▸ INSTRUCTIONS TO FOLLOW
Reproduce each of the records below word for word, keeping every line and number unchanged.

···

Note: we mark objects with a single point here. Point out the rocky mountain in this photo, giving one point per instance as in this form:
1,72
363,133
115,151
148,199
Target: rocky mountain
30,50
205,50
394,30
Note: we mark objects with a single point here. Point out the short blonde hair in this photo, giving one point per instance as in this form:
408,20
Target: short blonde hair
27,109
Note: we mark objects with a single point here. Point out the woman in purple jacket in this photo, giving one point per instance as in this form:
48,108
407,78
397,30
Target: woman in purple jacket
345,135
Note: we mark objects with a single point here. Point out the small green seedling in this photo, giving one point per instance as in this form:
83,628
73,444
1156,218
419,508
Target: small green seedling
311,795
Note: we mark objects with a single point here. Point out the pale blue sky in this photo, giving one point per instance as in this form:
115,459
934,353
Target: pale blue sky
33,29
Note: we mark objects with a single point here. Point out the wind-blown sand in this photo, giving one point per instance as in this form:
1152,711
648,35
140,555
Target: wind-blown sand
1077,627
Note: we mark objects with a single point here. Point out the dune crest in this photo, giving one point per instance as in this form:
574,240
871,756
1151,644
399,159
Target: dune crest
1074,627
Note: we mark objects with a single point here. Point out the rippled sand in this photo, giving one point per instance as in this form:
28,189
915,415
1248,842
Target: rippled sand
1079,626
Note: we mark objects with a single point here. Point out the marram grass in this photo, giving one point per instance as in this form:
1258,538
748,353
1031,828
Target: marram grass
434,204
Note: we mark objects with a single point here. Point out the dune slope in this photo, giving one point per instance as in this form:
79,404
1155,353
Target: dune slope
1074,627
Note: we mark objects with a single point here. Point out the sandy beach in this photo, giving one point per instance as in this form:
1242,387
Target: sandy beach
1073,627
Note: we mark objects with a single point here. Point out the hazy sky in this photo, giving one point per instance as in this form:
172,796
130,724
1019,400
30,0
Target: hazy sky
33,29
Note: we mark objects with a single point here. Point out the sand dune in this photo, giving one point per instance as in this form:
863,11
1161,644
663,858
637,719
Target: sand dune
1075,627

···

▸ EXERCISE SOLUTION
Note: we mark objects with a single point here. Point out the rocky mountain in this photo, giving one point per instance as in this form:
1,72
363,133
115,151
148,199
Target: rocky mountain
30,50
205,50
394,30
Note: we mark objects with a single point here. Point out the short blonde hair in this photo, giving one point per instance as in this form:
408,20
Target: short blonde hair
27,109
Note: we mark objects with a single point here. Point out the woman in purple jacket in this photo, giving one point per instance as in this form:
48,108
407,78
397,30
Target: woman in purple jacket
345,135
Note: we mark objects with a single point here. Point out the small green seedling in this photo, giving one point per instance as in this form:
83,628
73,444
1156,218
419,508
Target: small green seedling
311,795
Note: we mark objects with a single point here. Point out the pale blue sky in this photo, giving one point per instance as in this form:
115,459
934,353
Target: pale blue sky
33,29
Note: we mark objects with a single point here. Point out the wind-blown sand in this photo, giving one point per instance as in this form:
1152,711
648,35
140,555
Target: wind-blown sand
1077,627
Note: we mark objects with a single point here. Point out the dune crest in this photo, giving one point per instance as in this form:
574,240
871,756
1151,644
399,159
Target: dune crest
1074,627
Note: we mark objects with a single point here. Point out the rippled sand in this photo, giving one point per instance as in this form:
28,189
915,415
1248,842
Target: rippled sand
1079,626
Note: we mark objects with a single point here. Point out the marram grass in this photo, giving one point per instance as in this form:
1258,538
748,353
1031,828
Target: marram grass
434,204
Note: we mark objects with a single point here. Point out the dune slope in this photo, giving one point per instance as in this form:
79,404
1155,353
Target: dune slope
1074,627
Note: we mark objects with a single point here. Point out the sandy beach in this photo, giving one point per instance as in this form:
1242,387
Target: sandy beach
1073,627
Note: we mark objects with a single point here. Point out the hazy sky in this photo, giving one point per instance as in this form:
172,796
130,724
1019,400
30,0
Target: hazy sky
33,29
Note: we mark objects with a single point here. Point out the sand dune in this photo, giving one point per instance as in this form:
863,11
1161,644
663,858
637,719
Target: sand dune
1075,627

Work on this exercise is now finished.